--- Extract ---
*** Block opens ***

- Born: 1951 (age 74–75)
- Occupations: Educator Business executive
- Employer(s): Unilever Oki Electric

= Stewart Krentzman =

Stewart Krentzman (born 1951) is an American educator and business executive who serves as an adjunct professor at the New York University Stern School of Business in the executive, full and part-time graduate business programs in New York and Washington D.C., teaching the Marketing Planning and Strategy and the Digital Marketing Strategy in Practice courses. Previously, he served as the president and chief executive officer of Oki Data Americas, Inc. with responsibility for North and South America. He was a member of the board of directors of Oki Data Corporation from 2003 to 2010.

==Early life and education==
Krentzman was born in 1951. He earned a BA in psychology from Fairleigh Dickinson University in 1973 and an MA in human resources from The New School in 1977.

*** Block closes ***

--- Data section ---
*** Block opens ***

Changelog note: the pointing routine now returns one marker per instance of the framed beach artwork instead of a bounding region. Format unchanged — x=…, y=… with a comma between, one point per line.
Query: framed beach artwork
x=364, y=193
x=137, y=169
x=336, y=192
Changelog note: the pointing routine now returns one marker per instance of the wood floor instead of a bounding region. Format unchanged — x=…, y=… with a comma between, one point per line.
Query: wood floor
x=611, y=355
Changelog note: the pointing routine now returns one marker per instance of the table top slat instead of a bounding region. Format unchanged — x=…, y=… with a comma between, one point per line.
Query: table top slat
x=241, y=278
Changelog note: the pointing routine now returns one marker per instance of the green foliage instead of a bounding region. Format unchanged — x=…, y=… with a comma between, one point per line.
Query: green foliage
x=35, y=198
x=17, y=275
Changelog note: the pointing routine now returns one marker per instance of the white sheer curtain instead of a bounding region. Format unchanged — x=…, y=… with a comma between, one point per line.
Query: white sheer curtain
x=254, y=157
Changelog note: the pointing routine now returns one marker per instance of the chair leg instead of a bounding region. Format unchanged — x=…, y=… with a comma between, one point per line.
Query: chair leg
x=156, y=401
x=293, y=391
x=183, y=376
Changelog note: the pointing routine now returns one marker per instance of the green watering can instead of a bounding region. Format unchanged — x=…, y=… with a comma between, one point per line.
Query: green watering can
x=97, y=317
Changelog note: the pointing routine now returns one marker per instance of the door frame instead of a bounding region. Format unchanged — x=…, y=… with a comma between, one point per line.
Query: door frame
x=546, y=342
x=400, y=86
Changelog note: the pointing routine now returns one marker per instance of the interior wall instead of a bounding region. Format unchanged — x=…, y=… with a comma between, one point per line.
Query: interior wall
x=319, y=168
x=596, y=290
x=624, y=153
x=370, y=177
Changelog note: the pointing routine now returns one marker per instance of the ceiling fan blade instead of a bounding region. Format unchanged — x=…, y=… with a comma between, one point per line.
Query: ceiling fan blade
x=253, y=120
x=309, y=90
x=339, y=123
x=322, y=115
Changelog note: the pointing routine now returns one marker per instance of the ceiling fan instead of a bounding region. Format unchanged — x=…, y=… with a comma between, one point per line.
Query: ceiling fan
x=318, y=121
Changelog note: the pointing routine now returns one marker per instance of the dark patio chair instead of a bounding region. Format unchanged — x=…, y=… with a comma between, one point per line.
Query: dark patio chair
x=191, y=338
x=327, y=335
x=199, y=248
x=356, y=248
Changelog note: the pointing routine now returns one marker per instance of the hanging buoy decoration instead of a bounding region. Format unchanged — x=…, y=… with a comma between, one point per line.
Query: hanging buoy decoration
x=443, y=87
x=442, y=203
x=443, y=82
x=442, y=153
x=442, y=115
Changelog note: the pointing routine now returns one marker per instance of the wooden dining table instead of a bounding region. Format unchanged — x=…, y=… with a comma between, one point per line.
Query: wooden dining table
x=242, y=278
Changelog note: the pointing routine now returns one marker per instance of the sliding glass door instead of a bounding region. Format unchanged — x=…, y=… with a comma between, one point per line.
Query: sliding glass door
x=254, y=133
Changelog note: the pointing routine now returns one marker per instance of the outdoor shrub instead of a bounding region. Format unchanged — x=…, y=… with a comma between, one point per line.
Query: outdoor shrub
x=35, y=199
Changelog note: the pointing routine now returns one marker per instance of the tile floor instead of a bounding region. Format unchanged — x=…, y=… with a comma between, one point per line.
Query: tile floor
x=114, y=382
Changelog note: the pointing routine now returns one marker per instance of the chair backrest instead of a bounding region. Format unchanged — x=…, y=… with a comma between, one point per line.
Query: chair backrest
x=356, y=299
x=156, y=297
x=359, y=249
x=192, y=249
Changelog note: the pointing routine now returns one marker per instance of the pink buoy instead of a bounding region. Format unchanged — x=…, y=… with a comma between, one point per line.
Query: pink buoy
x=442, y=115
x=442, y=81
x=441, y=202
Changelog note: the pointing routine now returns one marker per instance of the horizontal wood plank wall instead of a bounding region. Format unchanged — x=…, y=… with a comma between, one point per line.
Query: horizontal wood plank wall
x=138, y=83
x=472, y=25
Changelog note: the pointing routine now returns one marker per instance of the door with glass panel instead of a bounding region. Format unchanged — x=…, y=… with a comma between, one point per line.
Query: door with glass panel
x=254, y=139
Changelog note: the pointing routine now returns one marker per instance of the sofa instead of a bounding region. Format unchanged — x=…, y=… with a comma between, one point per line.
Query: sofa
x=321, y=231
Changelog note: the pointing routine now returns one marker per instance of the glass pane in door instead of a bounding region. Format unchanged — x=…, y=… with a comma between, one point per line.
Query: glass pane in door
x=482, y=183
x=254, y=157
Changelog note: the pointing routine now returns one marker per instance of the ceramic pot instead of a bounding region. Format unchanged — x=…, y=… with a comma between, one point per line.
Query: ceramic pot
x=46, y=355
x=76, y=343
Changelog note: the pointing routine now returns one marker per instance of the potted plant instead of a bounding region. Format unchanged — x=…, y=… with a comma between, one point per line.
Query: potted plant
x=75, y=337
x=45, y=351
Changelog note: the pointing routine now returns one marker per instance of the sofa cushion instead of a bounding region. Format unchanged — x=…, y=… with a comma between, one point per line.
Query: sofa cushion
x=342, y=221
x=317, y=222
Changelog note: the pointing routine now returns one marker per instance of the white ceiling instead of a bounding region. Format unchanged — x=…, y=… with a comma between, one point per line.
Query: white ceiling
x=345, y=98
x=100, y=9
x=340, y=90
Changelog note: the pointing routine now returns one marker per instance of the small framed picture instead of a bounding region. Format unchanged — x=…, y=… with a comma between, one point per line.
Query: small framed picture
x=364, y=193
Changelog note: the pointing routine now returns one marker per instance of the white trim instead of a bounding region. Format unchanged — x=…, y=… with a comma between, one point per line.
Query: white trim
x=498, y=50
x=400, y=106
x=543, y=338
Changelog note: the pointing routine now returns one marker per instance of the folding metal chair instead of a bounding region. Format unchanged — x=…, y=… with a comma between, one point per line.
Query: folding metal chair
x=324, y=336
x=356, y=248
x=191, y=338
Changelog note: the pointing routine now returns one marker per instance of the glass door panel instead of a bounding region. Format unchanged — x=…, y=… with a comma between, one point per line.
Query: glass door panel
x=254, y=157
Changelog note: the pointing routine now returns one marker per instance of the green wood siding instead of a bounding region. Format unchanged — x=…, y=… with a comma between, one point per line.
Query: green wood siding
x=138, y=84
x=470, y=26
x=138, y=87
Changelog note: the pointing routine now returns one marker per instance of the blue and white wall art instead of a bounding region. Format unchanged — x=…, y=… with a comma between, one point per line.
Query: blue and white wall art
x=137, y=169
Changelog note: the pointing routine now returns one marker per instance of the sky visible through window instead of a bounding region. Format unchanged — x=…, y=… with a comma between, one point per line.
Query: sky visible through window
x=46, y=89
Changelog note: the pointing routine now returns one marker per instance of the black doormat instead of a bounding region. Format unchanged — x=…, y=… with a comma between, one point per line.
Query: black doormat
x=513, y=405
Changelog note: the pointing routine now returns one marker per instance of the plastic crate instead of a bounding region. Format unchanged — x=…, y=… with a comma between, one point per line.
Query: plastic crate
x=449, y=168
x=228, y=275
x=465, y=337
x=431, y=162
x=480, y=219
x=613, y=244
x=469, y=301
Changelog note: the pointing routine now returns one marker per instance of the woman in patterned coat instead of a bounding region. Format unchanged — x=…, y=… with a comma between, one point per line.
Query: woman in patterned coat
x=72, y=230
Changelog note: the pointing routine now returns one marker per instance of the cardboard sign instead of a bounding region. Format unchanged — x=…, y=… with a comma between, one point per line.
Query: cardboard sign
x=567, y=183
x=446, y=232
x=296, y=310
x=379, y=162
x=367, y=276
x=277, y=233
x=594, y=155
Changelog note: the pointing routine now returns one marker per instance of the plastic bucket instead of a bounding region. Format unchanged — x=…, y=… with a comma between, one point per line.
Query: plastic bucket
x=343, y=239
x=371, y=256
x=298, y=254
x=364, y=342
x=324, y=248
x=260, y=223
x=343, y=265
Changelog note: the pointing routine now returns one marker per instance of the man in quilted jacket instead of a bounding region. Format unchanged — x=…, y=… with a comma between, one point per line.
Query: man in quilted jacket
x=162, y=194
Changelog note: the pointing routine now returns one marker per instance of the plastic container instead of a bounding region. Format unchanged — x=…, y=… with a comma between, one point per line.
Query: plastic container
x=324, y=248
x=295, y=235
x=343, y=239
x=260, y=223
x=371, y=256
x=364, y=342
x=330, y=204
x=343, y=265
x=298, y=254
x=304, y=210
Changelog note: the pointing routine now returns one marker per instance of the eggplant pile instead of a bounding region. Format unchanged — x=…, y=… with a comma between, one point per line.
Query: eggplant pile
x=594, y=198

*** Block closes ***

--- Task list ---
A: Answer these questions from the Stewart Krentzman biography:
(i) During which years was Krentzman a member of the board of directors of Oki Data Corporation?
(ii) What degree did he earn from Fairleigh Dickinson University, and in what year?
(iii) Which two courses does he teach at the New York University Stern School of Business?
B: Carry on the Stewart Krentzman biography from its final sentence.
The listing comes from a different source than the Stewart Krentzman biography.

--- Results for the exercise ---
A:
(i) From 2003 to 2010.
(ii) A BA in psychology, in 1973.
(iii) Marketing Planning and Strategy, and Digital Marketing Strategy in Practice.

B:
==Career==
Krentzman began his career at Unilever, where he served in various sales and marketing roles, including director of marketing for Unilever's flagship brand Lipton tea during the Tetley and Snapple tea wars. He was previously director of marketing for condiments and snack brands, including Wish-Bone salad dressings and helped create and then managed the fruit snack segment, including Sunkist, Nintendo, Disney, and Warner Bros brands. He also developed the national sales strategy for Equal, a sugar substitute.

In 1997, Krentzman joined Oki Data Americas, Inc., a 1200-employee division of $3B Tokyo-based Oki Electric LTD., an imaging and biometric company in Mount Laurel, New Jersey as the vice president of the inkjet printers division. In 2001, he became the senior vice president of sales and marketing and a year later he was appointed as the chief operating officer of the company. From 2003 until 2010, Krentzman was the president and chief executive officer of the company. He was named to the "Top 100 Most Influential People in Technology" in 2009 by CRN Magazine. He served as a board director of Oki Data Corporation in Tokyo, Japan.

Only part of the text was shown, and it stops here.